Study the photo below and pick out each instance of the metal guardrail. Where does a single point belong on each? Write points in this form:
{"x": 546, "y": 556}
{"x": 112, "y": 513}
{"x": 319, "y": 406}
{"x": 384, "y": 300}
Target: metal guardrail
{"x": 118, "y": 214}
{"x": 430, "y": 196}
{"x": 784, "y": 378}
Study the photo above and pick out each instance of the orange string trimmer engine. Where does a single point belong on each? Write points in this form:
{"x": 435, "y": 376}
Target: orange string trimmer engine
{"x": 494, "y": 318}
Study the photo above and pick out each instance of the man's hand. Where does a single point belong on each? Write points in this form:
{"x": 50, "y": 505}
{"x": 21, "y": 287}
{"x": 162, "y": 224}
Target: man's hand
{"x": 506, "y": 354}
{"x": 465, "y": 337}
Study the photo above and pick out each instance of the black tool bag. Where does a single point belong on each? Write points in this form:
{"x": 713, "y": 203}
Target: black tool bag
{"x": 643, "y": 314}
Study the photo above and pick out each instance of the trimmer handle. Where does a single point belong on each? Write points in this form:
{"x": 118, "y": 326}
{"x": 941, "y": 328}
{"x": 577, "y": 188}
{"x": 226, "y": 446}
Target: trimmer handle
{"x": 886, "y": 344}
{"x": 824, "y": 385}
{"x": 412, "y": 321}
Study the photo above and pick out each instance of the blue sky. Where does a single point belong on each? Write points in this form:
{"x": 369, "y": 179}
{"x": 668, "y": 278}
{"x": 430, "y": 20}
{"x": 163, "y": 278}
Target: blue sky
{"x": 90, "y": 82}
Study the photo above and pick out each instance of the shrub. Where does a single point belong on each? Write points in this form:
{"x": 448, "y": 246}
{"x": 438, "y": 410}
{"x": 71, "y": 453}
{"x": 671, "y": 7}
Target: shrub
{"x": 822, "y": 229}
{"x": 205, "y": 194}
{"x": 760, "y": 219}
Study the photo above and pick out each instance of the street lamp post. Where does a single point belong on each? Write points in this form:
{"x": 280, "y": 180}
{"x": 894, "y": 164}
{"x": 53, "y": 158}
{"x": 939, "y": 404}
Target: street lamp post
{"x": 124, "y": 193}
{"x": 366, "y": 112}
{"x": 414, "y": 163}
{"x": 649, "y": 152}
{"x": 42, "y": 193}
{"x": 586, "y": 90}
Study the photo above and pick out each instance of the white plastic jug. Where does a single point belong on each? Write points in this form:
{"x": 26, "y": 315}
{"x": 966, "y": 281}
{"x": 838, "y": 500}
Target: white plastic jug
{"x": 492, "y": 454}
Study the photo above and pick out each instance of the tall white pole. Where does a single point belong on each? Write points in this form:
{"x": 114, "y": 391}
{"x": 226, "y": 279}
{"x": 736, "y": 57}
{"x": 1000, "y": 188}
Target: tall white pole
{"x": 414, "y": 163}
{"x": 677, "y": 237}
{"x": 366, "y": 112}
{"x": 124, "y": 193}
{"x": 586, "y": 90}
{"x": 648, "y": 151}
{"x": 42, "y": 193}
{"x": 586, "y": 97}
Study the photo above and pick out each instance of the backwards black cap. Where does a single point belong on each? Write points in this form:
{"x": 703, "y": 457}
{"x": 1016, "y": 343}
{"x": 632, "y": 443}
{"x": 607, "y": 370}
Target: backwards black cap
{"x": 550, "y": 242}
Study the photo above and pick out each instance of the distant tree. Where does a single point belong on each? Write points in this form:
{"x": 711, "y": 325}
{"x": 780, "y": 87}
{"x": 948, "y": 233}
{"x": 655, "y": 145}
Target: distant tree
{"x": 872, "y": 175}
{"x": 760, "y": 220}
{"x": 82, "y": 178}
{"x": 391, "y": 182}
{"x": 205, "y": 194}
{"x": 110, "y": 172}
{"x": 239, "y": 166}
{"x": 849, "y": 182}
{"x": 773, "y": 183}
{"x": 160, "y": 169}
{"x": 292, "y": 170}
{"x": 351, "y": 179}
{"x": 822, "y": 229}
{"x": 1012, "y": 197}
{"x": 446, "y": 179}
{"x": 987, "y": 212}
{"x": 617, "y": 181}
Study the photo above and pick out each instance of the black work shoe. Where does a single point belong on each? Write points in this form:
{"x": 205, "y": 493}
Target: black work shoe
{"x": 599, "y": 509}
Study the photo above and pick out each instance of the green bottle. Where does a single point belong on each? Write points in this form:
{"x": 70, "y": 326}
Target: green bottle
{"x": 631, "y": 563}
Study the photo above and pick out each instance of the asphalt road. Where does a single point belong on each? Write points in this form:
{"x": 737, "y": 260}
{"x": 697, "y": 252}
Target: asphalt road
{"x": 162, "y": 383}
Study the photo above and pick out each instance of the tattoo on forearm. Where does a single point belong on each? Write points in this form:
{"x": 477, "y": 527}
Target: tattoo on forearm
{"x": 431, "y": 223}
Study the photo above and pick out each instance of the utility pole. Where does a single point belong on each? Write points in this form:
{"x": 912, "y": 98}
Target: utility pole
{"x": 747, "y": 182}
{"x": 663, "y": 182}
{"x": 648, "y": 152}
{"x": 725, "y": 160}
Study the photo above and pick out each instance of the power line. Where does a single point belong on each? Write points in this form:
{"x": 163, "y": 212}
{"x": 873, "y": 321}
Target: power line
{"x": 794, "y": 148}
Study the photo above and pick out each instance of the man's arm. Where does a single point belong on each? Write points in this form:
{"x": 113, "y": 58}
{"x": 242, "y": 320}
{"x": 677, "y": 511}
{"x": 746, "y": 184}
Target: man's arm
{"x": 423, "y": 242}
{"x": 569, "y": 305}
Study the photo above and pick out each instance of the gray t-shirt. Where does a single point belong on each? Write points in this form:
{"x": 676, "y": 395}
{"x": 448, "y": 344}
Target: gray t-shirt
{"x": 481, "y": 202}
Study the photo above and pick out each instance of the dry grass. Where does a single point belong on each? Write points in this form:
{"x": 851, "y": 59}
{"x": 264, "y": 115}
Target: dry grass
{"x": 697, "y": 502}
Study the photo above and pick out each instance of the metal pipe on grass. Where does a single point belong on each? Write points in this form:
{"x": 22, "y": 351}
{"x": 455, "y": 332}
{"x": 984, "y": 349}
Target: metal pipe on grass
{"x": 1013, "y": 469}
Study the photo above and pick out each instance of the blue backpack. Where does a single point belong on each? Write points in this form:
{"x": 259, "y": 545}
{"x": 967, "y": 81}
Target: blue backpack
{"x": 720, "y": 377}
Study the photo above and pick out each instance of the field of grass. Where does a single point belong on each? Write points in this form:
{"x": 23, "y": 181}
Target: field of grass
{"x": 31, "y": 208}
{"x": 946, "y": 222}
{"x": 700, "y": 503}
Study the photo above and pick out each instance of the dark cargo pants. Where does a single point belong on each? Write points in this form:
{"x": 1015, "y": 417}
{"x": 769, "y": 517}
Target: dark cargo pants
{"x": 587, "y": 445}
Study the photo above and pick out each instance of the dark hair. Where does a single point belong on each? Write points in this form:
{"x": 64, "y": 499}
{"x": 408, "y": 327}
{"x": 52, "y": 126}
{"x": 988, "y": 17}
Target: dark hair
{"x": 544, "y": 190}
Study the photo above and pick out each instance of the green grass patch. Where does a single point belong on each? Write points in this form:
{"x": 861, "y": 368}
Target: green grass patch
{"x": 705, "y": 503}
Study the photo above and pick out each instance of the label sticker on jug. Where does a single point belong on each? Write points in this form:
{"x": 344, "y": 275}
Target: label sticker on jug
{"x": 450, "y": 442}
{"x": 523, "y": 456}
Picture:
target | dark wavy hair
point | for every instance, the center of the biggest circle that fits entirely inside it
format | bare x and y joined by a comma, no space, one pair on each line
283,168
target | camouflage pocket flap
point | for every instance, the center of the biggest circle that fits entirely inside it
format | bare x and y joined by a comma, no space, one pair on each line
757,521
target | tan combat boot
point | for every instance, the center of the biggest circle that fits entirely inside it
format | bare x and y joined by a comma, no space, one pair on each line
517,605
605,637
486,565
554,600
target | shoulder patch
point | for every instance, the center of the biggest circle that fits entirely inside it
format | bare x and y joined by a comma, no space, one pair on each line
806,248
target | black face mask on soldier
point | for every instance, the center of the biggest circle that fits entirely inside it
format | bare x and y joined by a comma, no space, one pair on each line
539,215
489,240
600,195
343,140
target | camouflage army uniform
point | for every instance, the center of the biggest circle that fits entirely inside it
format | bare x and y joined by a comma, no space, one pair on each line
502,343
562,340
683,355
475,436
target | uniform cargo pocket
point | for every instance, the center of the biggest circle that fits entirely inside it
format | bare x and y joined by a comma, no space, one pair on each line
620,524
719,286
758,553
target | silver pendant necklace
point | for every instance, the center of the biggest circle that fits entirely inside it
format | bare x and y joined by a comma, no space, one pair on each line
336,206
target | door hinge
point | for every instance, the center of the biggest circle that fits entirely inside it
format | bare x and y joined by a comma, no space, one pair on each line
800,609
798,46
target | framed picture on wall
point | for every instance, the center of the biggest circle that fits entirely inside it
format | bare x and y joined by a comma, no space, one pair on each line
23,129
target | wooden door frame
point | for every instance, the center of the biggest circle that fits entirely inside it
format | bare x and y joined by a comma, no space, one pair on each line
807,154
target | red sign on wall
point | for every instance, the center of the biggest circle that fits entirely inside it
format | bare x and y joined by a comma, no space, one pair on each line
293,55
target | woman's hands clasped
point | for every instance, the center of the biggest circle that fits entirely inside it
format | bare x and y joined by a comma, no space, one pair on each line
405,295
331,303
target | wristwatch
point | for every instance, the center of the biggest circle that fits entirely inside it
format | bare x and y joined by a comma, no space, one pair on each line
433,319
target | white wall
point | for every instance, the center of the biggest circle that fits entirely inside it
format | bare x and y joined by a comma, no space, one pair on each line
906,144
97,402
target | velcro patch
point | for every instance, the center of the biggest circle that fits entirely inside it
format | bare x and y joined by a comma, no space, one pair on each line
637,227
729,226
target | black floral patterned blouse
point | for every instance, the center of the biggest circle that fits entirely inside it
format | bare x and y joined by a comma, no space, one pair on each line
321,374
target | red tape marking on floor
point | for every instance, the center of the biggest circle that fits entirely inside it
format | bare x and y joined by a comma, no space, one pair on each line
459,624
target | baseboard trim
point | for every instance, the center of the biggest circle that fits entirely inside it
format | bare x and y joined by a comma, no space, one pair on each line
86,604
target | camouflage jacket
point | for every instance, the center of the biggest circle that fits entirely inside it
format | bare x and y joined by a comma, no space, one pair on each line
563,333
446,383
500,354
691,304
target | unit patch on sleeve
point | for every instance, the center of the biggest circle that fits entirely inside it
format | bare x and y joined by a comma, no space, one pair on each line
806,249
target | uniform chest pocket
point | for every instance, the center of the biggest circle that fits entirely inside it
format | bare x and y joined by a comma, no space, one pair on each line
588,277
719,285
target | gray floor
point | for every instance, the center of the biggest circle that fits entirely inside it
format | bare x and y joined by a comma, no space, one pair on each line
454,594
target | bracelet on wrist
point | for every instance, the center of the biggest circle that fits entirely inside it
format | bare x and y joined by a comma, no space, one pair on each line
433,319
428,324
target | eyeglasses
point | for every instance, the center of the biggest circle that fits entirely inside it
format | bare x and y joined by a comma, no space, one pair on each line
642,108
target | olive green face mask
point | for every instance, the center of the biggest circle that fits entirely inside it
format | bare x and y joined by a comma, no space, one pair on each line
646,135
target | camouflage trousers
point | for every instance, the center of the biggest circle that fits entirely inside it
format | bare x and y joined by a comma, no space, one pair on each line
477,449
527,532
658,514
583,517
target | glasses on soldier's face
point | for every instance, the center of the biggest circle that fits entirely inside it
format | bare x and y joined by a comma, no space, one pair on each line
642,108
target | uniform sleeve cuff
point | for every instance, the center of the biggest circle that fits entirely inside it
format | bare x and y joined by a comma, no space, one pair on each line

------------

* TASK BRIEF: I'd like every line with the string "pocket" copied from the listing.

* TASK OUTPUT:
target | camouflage pocket flap
target | uniform cargo pocket
target | uniform chest pocket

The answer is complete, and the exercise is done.